[Page excerpt]
○ ○ ○ ○ ○

In FY25 this was linked to grant income. Revenue was recognised on invoicing
which followed strict guidelines for deliverables.
Consulting services
The Group provides engineering consulting services on a contracted or project
basis with associated hardware and training services. Revenue from contracts
for the provision of professional services is recognised by reference to the
stage of completion when the stage of completion, costs incurred and costs to
complete can be estimated reliably. The stage of completion is calculated by
comparing costs incurred, mainly in relation to contractual hourly staff rates
and materials, as a proportion of total costs. Where the outcome cannot be
estimated reliably, revenue is recognised only to the extent of the expenses
recognised that it is probable will be recovered.
Income tax
The taxation expense represents the aggregate amount of current and deferred
tax recognised in the reporting period. Tax is recognised in profit or loss,
except to the extent that it relates to items recognised in other
comprehensive income or directly in equity. In this case, tax is recognised in
other comprehensive income or directly in equity, respectively.
Current tax is recognised on taxable profit for the current and past periods.
Current tax is measured at the amounts of tax expected to pay or recover using
the tax rates and laws that have been enacted or substantively enacted at the
reporting date.
Deferred tax is recognised in respect of all timing differences at the
reporting date. Unrelieved tax losses and other deferred tax assets are
recognised to the extent that it is probable that they will be recovered
against the reversal of deferred tax liabilities or other future taxable
profits. Deferred tax is measured using the tax rates and laws that have been
enacted or substantively enacted by the reporting date that are expected to
apply to the reversal of the timing difference.
Operating leases
Lease payments are recognised as an expense over the lease term on a
straight-line basis. The aggregate benefit of lease incentives is recognised
as a reduction to expense over the lease term, on a straight-line basis.
Goodwill
Goodwill arises on business acquisitions and represents the excess of the cost
of the acquisition over the company's interest in the net amount of the
identifiable assets, liabilities and contingent liabilities of the acquired
business.
Goodwill is measured at cost less accumulated amortisation and accumulated
impairment losses. It is amortised on a straight-line basis over its useful
life. Where a reliable estimate of the useful life of goodwill or intangible
assets cannot be made, the life is presumed not to exceed ten years.

○ ○ ○ ○ ○

[Dataset excerpt]
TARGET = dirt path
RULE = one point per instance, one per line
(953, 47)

○ ○ ○ ○ ○

[Problem description]
According to the accounting policies excerpt, why is some tax not recorded in profit or loss? The material comes from a different source than the text.

[Solution to the exercise]
That tax relates to items recorded in other comprehensive income or directly in equity. So the tax is recorded in the same place as those items.